* _The task_:
Quote the listing in full, exactly as given, minus any pictures.

[START Data records]

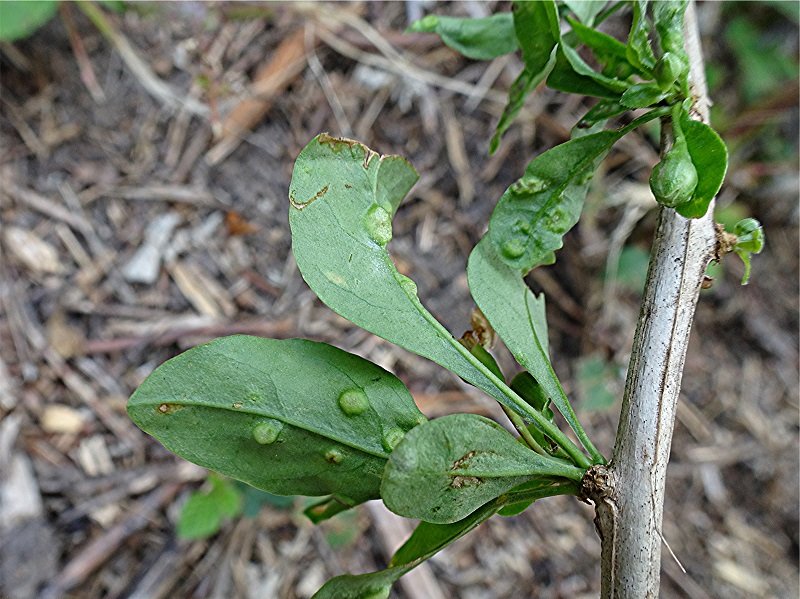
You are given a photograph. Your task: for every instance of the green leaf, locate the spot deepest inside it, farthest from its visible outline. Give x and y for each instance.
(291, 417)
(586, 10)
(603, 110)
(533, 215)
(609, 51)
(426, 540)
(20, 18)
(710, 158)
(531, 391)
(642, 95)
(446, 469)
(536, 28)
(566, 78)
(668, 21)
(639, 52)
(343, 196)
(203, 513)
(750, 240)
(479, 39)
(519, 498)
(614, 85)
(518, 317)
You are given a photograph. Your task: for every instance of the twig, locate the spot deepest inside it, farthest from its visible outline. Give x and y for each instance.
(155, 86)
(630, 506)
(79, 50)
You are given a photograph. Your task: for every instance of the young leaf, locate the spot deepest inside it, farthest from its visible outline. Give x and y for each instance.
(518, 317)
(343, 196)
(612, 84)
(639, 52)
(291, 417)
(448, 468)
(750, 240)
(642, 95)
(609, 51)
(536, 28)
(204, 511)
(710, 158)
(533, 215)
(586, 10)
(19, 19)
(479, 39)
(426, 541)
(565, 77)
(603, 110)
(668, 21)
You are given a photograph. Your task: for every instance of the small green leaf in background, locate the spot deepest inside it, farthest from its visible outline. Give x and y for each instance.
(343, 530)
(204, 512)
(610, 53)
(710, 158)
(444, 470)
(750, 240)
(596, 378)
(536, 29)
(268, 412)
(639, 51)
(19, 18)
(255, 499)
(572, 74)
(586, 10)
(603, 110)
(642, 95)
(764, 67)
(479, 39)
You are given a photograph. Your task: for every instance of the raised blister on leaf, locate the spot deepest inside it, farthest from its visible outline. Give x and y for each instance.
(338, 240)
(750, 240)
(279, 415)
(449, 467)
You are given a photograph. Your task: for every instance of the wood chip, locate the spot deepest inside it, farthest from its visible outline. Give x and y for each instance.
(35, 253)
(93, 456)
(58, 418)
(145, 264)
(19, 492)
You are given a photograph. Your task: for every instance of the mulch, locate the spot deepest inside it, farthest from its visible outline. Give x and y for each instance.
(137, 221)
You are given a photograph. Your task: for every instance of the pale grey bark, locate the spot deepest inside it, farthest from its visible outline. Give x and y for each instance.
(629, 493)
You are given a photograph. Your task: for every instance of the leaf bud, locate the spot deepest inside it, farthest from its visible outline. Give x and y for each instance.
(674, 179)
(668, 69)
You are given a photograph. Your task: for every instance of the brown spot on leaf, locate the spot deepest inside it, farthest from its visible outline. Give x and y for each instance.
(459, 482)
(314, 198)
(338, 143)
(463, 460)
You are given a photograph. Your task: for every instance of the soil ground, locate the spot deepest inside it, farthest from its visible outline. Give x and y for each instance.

[END Data records]

* _Exercise output_:
You are given a photograph. Your task: for every instance of the green leaf, locate the spot deepest inside it, farthest from its visible outline. Give x and y for each instance.
(291, 417)
(586, 10)
(603, 110)
(533, 215)
(609, 51)
(426, 540)
(20, 18)
(710, 158)
(531, 391)
(642, 95)
(446, 469)
(536, 28)
(566, 78)
(668, 21)
(639, 52)
(343, 196)
(203, 513)
(750, 240)
(479, 39)
(519, 498)
(614, 85)
(518, 317)
You are given a photograph. Your task: for every instance of the twig, locate the spot deepest inside it, farthest from its visible outline. Give x and y for each instance.
(155, 86)
(630, 506)
(79, 50)
You are given a photograph. Your task: for every instance of the young leaf, locate the spot deepest inside it, farthest from its visible outline. Give x and y for each instance.
(518, 317)
(343, 196)
(612, 84)
(639, 52)
(291, 417)
(448, 468)
(750, 240)
(642, 95)
(609, 51)
(536, 28)
(204, 511)
(710, 158)
(533, 215)
(586, 10)
(19, 19)
(479, 39)
(426, 541)
(565, 77)
(603, 110)
(668, 21)
You are given a photograph. Your task: for every instance of the small green leaf in background, locate the spot deepest inside it, farthest from its visible outline. Give x and y for each instance.
(343, 530)
(204, 512)
(610, 53)
(710, 158)
(444, 470)
(750, 240)
(596, 378)
(536, 29)
(268, 412)
(639, 51)
(19, 18)
(255, 499)
(572, 74)
(586, 10)
(603, 110)
(642, 95)
(764, 67)
(479, 39)
You are given a photograph. Your task: for every instance of the raised blister on leaf, locate the spot deepest inside it, farthest from its visible outline. Give x and y for each instance.
(338, 240)
(750, 240)
(279, 415)
(449, 467)
You are given a photograph. Your task: for every instance of the wood chip, locate the spot deepest inside it, farthest from its visible outline. Give x and y for each instance.
(35, 253)
(93, 456)
(58, 418)
(145, 264)
(19, 492)
You are given a photograph. Your task: for every instance of the mulch, locate the spot deepest inside it, farthest from its visible outline. Give x and y for each instance.
(137, 221)
You are given a photograph. Your task: for every instance of the pale grey bark, locate the spot deepest inside it, farthest from its visible outline. Give x and y for each instance.
(629, 493)
You are given a photograph. Your task: for every instance of the leaf bud, locate the spot deepest inside it, farthest from its visible outline. Give x and y for each instance.
(674, 179)
(668, 69)
You are given a photograph. Your task: for every instance of the brown spot on leaf, locate the spot deepest inside it, farthest from its visible outline. Give x and y for each instance.
(459, 482)
(314, 198)
(338, 143)
(463, 460)
You are given a photograph. Your task: for every instance of the soil ground, locate the spot deepest inside it, farthest from its visible outline. Give x and y for each instance.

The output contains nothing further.